### [Texto para leitura]
▶
13 fevereiro, 2015

Guia de sobrevivência de Santa Teresa de Ávila para as mulheres católicas

"Teresa de Ávila testemunhou o sofrimento feminino numa Igreja que não valorizava os seus dons, então pôs-se a realizar mudanças. Como parte de suas reformas, escreveu um manual de oração ou, como eu gosto de pensar, um guia de sobrevivência feminista do século XVI", escreve Nicole Sotelo, em artigo publicado por National Catholic Reporter, 12-02-2015. A tradução é de Isaque Gomes Correa.

Nicole Sotelo é autora do livro “Women Healing from Abuse: Meditations for Finding Peace”, publicado pela Paulist Press e coordena o sítio womenhealing.com/.

Segundo ela, "Teresa exorta suas companheiras a acreditarem em suas próprias capacidades de reza e acesso a Deus. “Se alguém lhes dizer que a oração é perigosa, considerem esta pessoa o verdadeiro perigo e fujam dele”.

"A transformação da Igreja numa instituição onde verdadeiramente se valorizam as mulheres, no entanto, não está finalizada ainda - conclui Nicole Sotelo.  Quando o papa considera as mulheres “a cereja do bolo” e quando as católicas ainda carecem de plena igualdade, é útil voltarmo-nos novamente para Teresa de Ávila, a santa do século XVI que conhecida o valor das mulheres e que escreveu um guia poderoso para a prática de oração delas. A escrita de Teresa falou ao coração das mulheres a quase cinco séculos atrás.
E ainda fala hoje"

Eis o artigo.

Quando eu era jovem garota, apaixonada loucamente por Deus, uma freira me deu dois livros sobre Santa Teresa de Ávila. Mais tarde, descobri que Teresa e eu tínhamos uma outra coisa em comum além do amor a Deus: uma preocupação para com a igualdade das mulheres. Teresa testemunhou o sofrimento feminino numa Igreja que não valorizava os seus dons, então pôs-se a realizar mudanças. Como parte de suas reformas, escreveu um manual de oração ou, como eu gosto de pensar, um guia de sobrevivência feminista do século XVI.

Na época, as autoridades eclesiásticas não achavam que as mulheres eram capazes de acessar a Deus através da oração por si mesmas. A “oração mental”, ou oração contemplativa, era considerada uma prática perigosa se feita sem a orientação. A Inquisição tinha recentemente banido uma série de livros de orações, e a oração realizada pelas mulheres era particularmente suspeita.

Depois que o confessor de Teresa a proibiu de partilhar sua autobiografia com suas companheiras freiras, ela se pôs a escrever um outro livro: “Caminho da perfeição”. Hoje, este é considerado um clássico espiritual sobre oração. Eu também o considero um clássico espiritual sobre a libertação das mulheres católicas.

Teresa de Jesus, como também é conhecida, foi uma reformada par excellence. Ela sabia que não seria suficiente reformar as estruturas externas. Há também que se reformar internamente, as crenças que carregamos dentro de nós.
◀
### [Problema curto 1]
Copie sem nenhuma alteração as linhas dos registros que vão da linha com "Place a dot on every instance of the fish head, one" até o fim dos registros, ambas as pontas incluídas.

### [Registros disponíveis]
▶
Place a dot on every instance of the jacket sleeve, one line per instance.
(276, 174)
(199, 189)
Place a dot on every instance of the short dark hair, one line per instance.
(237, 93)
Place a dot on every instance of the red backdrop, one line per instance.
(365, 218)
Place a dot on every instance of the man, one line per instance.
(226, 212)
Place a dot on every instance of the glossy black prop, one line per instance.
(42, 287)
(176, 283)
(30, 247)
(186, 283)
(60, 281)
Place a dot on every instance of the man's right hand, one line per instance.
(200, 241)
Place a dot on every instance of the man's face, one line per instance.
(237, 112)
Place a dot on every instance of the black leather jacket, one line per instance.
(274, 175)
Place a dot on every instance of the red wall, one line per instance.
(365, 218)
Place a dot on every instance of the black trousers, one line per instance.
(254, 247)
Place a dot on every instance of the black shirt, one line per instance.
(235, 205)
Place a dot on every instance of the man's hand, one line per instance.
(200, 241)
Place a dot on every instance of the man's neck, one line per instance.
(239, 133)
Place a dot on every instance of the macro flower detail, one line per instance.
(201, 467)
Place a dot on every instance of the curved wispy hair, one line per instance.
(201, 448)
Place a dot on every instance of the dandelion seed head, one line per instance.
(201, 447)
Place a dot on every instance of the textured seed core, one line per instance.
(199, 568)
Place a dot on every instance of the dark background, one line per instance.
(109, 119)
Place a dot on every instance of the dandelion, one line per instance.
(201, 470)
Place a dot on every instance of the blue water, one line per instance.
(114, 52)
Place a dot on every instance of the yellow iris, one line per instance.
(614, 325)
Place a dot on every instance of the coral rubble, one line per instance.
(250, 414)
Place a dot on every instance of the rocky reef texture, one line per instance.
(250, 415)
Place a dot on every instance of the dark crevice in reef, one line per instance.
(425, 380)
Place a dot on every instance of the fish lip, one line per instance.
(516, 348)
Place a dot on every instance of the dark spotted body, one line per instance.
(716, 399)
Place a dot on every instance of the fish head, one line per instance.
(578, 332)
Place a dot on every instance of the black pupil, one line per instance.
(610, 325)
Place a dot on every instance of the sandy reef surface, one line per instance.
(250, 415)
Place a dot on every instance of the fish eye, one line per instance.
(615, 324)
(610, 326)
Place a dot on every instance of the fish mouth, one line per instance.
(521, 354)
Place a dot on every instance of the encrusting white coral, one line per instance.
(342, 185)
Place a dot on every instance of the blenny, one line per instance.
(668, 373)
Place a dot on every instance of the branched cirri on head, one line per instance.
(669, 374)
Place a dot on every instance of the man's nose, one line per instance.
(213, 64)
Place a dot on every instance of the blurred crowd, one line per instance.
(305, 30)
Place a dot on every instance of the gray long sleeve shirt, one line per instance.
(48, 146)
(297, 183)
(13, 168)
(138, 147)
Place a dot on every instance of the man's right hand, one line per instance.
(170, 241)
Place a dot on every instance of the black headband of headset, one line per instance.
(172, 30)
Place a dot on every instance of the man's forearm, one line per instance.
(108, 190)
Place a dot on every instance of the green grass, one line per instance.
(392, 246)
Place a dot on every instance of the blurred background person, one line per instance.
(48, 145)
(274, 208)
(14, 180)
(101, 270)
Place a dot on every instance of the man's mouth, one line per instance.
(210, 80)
◀
### [Problema curto 2]
Dê continuidade ao artigo sobre Santa Teresa de Ávila a partir do ponto em que ele para.

### [Resultado da tarefa 1]
Place a dot on every instance of the fish head, one line per instance.
(578, 332)
Place a dot on every instance of the black pupil, one line per instance.
(610, 325)
Place a dot on every instance of the sandy reef surface, one line per instance.
(250, 415)
Place a dot on every instance of the fish eye, one line per instance.
(615, 324)
(610, 326)
Place a dot on every instance of the fish mouth, one line per instance.
(521, 354)
Place a dot on every instance of the encrusting white coral, one line per instance.
(342, 185)
Place a dot on every instance of the blenny, one line per instance.
(668, 373)
Place a dot on every instance of the branched cirri on head, one line per instance.
(669, 374)
Place a dot on every instance of the man's nose, one line per instance.
(213, 64)
Place a dot on every instance of the blurred crowd, one line per instance.
(305, 30)
Place a dot on every instance of the gray long sleeve shirt, one line per instance.
(48, 146)
(297, 183)
(13, 168)
(138, 147)
Place a dot on every instance of the man's right hand, one line per instance.
(170, 241)
Place a dot on every instance of the black headband of headset, one line per instance.
(172, 30)
Place a dot on every instance of the man's forearm, one line per instance.
(108, 190)
Place a dot on every instance of the green grass, one line per instance.
(392, 246)
Place a dot on every instance of the blurred background person, one line per instance.
(48, 145)
(274, 208)
(14, 180)
(101, 270)
Place a dot on every instance of the man's mouth, one line per instance.
(210, 80)

### [Resultado da tarefa 2]
Assim, enquanto reformava a Ordem das Carmelitas, a que pertencia, ela também buscou transformar o entendimento que as mulheres têm de si mesmas.

Teresa escreveu um livro de orações para as suas companheiras reformadoras, as irmãs de suas novas comunidades. Ela parecia saber que é na oração mais profunda onde descobrimos a verdade sobre nós mesmas; que nesta oração as suas companheiras poderiam descobrir que elas, também, eram queridas por Deus.

No livro, Teresa embasa seus pensamentos nas Escrituras, proclamando: “Tampouco, tu, Senhor, quando andaste pelo mundo, desprezaste as mulheres; pelo contrário, tu sempre, com grande compaixão, as ajudaste. E encontraste mais amor e fé nelas do que encontraste nos homens”.

E ela recorda as suas irmãs companheiras que as autoridades daqueles tempos, os quais pronunciavam juízos contra as mulheres, não estavam de acordo com o Grande Juiz: “Já que os juízes do mundo são filhos de Adão e todos são homens, não há virtude de mulheres que lhes não lhes seja respeitosa”.

Teresa exorta suas companheiras a acreditarem em suas próprias capacidades de reza e acesso a Deus. “Se alguém lhes dizer que a oração é perigosa, considerem esta pessoa o verdadeiro perigo e fujam dele”.

Acima de tudo, ela encorajou suas contemporâneas a perseverarem na oração, apesar as injunções contra esta prática impostas pelas autoridades eclesiásticas: “Sigam firme, filhas, pois eles não podem lhes tirar o Nosso Pai e a Ave Maria”.

Esta afirmação foi retirada de um manuscrito depois que um de seus censores escreveu na margem: “Parece aqui que ela está repreendendo os Inquisidores que proibiram os livros sobre orações”. De fato.

Certamente Teresa sofreu por suas críticas ousadas. Desde autoridades eclesiásticas que diziam que sua “experiência era do demônio” à prisão domiciliar, ela enfrentou inúmeros processos. Em seu primeiro escrito, “Livro da Vida”, admite: “Houve eventos suficientes para me levar à loucura”.

Mas Teresa sabia que as coisas iriam acabar mudando: “Sim, realmente, vai chegar o dia, meu Rei, em que todos serão conhecidos pelo que são (...) Percebo que estes são tempos em que será errado subestimar almas virtuosas e fortes, muito embora elas são de mulheres”, escreveu em “Caminho de perfeição”.

Ela diz a suas companheiras que Deus vai lhes dar a coragem de que necessitam. Sugere que se “uma ou duas (...) fizerem, sem medo, o que é melhor”, as coisas irão começar a mudar.

Acima de tudo, ela pediu-lhes para continuar com confiança: “É difícil andar neste caminho com medo. É muito importante saberem que estão no caminho certo”.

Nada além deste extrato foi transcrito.